▶ _Exercise set_:
1. Answer these questions using the plant-based diet article below:
(a) Which book by T. Colin Campbell does the article name?
(b) Who coined the term "vegan," and in what year?
(c) On which streaming service is the documentary Gamechangers found?
2. Reproduce the plant-based diet article below word for word, everything from "The Netflix documentary" down to "Whole-Food, Plant-Based diet?".
3. According to the plant-based diet article below, why does a Whole-Food, Plant-Based Diet rule out sautéing and frying?

▶ _Page excerpt_:
********************

Want To Go On A Plant-Based Diet? Here’s What It Really Is + How To Start
Should you start during the holidays? We say yes!
The Netflix documentary Gamechangers really made the information on the benefits of a plant-based diet disseminate faster than you can finish blending a smoothie. Nowadays, people use the term to mean a diet mostly revolving around plants and sometimes even use it interchangeably with veganism. But what really is it?
What is a Whole-Food, Plant-Based diet?
According to T. Colin Campbell who did the study on the link between nutrition and its relation to cancer and other deadly diseases and is the author of the bestselling book, The China Study, a Whole-Food, Plant-Based Diet (WFPBD) is a "lifestyle [that] includes eating plant foods in their whole, unprocessed form. This includes vegetables, fruits, beans, lentils, seeds, and whole grains. It does not include animal products, such as meat, poultry, fish, dairy, and eggs." This lifestyle also takes into account where the food was sourced (no to pesticides please!) and how the food is prepared (they don't use oils so no sauteeing, frying). No fastfood and processed food for sure, too!
The Forks Over Knives website (which also has its own powerful documentary worth-watching) defines plant-based as a diet "predominantly consisting of plants." Some use it to mean they only eat 100% vegetables but some include "a small amount of animal products." It's very similar to WFPBD but is used as well to say one is vegan.
Veganism has compassion for animals at its core. It was Donald Watson who coined the term "vegan" in 1944 and he defined it as "someone who fully abstains from all animal products for ethical reasons."
The Vegan Society has an expanded definition and says veganism is "a philosophy and way of living which seeks to exclude-as far as is possible and practicable-all forms of exploitation of, and cruelty to, animals for food, clothing or any other purpose; and by extension, promotes the development and use of animal-free alternatives for the benefit of animals, humans and the environment. In dietary terms, it denotes the practice of dispensing with all products derived wholly or partly from animals."

********************

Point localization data
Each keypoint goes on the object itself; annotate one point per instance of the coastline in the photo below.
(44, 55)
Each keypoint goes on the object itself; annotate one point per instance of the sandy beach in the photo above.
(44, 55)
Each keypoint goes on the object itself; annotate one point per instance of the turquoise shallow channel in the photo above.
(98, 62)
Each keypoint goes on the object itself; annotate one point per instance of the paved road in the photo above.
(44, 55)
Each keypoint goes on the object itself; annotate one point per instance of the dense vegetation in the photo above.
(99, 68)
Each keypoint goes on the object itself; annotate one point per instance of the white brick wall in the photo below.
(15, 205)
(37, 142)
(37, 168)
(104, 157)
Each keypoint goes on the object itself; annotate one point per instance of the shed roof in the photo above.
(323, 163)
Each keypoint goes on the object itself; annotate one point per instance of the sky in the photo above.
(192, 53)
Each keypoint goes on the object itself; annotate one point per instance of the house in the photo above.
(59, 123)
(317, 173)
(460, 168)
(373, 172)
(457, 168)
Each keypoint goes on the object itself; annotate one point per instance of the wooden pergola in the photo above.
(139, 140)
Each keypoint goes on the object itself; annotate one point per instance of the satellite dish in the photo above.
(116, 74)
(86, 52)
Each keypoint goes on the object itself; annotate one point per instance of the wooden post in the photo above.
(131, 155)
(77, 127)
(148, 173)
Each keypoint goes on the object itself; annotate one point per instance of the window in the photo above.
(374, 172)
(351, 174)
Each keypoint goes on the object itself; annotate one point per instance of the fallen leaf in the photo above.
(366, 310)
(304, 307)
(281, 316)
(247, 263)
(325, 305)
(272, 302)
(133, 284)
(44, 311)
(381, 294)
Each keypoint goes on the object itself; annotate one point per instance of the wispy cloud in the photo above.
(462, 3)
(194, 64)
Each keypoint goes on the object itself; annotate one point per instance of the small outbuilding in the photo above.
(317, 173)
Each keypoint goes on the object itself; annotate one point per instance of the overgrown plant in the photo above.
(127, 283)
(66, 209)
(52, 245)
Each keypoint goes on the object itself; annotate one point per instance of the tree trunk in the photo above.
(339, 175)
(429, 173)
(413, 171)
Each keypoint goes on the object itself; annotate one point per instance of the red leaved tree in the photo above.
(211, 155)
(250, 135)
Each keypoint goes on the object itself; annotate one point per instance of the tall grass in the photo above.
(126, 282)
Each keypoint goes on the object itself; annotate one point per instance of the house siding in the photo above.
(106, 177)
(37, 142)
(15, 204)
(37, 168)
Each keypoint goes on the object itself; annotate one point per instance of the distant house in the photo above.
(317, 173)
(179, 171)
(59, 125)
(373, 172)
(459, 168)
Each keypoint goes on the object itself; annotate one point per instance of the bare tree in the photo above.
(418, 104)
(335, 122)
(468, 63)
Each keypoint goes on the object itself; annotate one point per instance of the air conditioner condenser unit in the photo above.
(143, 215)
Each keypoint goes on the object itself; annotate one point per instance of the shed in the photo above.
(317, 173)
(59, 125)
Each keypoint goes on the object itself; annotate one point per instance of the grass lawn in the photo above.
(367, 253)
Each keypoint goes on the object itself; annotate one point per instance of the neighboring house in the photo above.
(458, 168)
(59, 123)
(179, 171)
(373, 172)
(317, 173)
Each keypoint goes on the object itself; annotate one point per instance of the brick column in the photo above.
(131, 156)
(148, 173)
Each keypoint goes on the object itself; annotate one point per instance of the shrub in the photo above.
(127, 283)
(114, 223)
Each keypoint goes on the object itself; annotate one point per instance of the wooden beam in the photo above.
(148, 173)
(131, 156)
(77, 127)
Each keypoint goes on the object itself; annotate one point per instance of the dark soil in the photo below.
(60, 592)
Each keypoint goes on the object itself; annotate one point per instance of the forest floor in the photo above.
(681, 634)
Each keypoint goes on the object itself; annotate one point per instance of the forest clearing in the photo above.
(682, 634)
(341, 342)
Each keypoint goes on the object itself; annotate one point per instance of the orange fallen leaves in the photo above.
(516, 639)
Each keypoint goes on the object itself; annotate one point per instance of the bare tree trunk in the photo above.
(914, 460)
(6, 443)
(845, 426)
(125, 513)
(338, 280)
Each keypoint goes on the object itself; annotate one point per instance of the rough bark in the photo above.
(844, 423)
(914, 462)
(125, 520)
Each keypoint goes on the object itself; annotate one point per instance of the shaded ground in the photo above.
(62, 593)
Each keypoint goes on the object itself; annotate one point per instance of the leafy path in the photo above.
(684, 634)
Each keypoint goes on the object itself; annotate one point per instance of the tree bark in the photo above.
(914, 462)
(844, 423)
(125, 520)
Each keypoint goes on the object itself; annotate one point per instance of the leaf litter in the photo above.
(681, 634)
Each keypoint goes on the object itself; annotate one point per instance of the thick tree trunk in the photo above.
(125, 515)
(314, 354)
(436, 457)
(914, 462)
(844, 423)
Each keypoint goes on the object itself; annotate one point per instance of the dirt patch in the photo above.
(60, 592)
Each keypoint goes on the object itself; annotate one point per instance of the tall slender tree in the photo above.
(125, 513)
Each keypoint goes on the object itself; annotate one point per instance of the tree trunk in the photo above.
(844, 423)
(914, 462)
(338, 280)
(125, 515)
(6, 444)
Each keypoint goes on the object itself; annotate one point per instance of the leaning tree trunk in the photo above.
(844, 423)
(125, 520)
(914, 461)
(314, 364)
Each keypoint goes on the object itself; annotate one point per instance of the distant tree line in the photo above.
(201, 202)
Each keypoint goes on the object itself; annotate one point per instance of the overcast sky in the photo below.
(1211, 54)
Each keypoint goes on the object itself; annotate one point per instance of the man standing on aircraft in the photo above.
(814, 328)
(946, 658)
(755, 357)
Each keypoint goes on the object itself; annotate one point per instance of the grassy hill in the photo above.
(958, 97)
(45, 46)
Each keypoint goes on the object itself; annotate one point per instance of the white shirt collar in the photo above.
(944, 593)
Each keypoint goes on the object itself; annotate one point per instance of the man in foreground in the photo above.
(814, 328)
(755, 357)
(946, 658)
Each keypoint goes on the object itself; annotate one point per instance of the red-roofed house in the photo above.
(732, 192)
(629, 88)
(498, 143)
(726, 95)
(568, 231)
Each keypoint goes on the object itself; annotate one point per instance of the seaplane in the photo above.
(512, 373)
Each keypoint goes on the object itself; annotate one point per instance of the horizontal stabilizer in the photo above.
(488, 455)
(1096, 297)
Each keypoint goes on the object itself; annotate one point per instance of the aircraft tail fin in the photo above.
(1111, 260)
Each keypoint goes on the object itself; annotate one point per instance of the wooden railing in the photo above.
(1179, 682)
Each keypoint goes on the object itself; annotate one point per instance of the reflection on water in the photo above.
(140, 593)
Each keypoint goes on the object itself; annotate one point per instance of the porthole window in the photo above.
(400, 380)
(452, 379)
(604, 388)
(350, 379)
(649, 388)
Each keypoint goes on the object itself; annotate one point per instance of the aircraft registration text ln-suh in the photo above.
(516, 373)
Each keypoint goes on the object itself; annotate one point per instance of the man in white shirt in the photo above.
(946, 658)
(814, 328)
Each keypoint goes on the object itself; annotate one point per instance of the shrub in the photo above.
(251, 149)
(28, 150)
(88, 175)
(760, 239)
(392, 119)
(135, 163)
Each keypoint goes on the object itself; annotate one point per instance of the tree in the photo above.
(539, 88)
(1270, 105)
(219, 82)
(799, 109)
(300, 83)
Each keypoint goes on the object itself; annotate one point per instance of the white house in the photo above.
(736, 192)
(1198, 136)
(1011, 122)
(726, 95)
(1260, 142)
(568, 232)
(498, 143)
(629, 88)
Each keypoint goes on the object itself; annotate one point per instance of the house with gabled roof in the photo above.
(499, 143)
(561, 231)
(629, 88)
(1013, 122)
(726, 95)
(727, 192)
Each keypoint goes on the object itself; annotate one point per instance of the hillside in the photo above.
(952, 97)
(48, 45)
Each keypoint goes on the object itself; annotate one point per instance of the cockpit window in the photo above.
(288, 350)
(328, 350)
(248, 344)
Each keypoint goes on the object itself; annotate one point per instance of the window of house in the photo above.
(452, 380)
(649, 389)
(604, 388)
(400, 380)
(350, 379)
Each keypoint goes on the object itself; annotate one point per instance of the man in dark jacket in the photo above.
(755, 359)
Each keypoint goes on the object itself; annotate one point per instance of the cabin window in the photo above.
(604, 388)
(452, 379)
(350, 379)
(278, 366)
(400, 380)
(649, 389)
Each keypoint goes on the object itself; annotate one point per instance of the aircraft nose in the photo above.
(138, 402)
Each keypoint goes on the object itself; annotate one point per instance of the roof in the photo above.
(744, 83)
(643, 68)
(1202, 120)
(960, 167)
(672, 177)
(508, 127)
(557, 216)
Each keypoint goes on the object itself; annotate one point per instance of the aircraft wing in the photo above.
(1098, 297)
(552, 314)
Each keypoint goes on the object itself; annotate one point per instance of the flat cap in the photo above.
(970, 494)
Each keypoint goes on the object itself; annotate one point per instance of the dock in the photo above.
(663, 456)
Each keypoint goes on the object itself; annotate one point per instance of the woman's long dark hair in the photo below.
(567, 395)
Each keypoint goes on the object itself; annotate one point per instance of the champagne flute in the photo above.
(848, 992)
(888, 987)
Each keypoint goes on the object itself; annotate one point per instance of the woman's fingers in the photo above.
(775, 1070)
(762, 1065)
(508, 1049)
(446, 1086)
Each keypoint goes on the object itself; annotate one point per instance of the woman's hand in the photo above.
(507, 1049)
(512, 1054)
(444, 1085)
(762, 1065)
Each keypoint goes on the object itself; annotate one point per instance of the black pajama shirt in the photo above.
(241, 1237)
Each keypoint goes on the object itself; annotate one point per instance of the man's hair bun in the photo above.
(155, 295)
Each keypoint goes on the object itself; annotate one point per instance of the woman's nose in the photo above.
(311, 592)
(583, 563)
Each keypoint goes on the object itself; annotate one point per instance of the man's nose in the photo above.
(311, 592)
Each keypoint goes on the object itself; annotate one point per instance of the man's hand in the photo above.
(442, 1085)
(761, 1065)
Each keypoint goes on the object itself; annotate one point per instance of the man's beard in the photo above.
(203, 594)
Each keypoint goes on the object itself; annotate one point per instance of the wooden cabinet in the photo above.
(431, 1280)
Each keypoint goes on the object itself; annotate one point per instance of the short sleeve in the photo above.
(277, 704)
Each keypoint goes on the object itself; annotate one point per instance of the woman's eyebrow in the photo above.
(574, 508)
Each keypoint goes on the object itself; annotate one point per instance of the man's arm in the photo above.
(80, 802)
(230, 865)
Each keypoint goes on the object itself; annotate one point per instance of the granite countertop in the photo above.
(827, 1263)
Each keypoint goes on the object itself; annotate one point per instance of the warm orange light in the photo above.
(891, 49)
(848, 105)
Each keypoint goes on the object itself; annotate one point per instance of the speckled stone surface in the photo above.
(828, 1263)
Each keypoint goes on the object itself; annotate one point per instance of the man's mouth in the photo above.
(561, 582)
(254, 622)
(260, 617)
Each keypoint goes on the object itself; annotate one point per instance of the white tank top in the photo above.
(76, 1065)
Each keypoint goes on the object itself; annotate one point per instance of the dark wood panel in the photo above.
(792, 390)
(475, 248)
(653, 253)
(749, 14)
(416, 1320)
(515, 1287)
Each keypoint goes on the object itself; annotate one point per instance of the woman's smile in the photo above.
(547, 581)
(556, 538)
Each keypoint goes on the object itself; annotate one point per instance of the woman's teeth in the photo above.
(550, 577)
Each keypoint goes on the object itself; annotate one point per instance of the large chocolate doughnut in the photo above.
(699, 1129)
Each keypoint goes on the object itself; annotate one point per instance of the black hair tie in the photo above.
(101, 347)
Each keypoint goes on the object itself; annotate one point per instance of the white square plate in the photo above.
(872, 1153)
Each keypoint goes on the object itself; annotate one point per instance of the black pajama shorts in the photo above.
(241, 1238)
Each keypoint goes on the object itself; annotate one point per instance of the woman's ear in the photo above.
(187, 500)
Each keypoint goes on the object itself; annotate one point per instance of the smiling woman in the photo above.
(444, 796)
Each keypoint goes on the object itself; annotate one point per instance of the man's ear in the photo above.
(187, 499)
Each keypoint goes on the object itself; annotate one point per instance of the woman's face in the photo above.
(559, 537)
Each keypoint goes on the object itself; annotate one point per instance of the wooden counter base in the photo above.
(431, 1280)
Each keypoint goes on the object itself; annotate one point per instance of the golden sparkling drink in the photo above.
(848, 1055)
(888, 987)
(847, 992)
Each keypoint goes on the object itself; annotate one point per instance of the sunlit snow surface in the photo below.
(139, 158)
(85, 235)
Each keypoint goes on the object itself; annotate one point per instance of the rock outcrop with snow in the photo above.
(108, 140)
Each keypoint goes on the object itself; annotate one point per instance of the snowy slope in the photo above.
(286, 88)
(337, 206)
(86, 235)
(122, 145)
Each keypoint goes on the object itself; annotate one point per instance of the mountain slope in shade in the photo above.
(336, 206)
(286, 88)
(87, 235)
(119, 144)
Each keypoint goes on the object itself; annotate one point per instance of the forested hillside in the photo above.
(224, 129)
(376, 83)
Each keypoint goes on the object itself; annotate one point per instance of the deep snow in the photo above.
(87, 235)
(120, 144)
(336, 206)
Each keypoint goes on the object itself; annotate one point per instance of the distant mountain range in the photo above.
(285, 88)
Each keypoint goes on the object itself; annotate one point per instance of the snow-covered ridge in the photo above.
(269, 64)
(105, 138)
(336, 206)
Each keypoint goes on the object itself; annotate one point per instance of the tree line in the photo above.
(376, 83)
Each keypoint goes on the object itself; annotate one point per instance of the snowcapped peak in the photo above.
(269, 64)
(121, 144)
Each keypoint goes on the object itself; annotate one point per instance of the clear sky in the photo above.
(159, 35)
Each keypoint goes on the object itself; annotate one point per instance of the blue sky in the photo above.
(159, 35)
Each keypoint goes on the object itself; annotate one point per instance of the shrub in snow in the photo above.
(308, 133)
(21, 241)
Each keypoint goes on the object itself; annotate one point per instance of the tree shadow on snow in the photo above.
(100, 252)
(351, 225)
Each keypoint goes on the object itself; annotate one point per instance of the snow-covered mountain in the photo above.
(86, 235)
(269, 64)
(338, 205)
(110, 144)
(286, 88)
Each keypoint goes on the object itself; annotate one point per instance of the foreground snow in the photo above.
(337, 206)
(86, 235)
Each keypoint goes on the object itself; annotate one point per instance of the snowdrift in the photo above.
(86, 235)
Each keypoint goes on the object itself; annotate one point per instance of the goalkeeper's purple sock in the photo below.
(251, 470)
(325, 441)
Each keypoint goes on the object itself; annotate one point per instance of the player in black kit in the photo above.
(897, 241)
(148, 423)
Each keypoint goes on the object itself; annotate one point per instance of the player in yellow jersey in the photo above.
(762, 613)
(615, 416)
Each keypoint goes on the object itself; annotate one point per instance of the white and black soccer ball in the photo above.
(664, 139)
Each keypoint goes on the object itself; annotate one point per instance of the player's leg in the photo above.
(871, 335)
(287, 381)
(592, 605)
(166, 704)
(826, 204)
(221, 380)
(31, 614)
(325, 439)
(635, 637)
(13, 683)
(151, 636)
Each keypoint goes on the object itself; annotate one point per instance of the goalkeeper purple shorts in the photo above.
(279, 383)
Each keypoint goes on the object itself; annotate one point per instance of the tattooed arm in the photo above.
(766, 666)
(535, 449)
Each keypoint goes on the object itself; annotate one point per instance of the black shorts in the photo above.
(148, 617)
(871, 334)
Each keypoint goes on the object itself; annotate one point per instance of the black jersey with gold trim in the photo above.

********************

▶ _Activity answers_:
1.
(a) The China Study
(b) Donald Watson, in 1944
(c) Netflix

2.
The Netflix documentary Gamechangers really made the information on the benefits of a plant-based diet disseminate faster than you can finish blending a smoothie. Nowadays, people use the term to mean a diet mostly revolving around plants and sometimes even use it interchangeably with veganism. But what really is it?
What is a Whole-Food, Plant-Based diet?

3. A Whole-Food, Plant-Based Diet rules out sautéing and frying because people following it don't use oils when preparing food.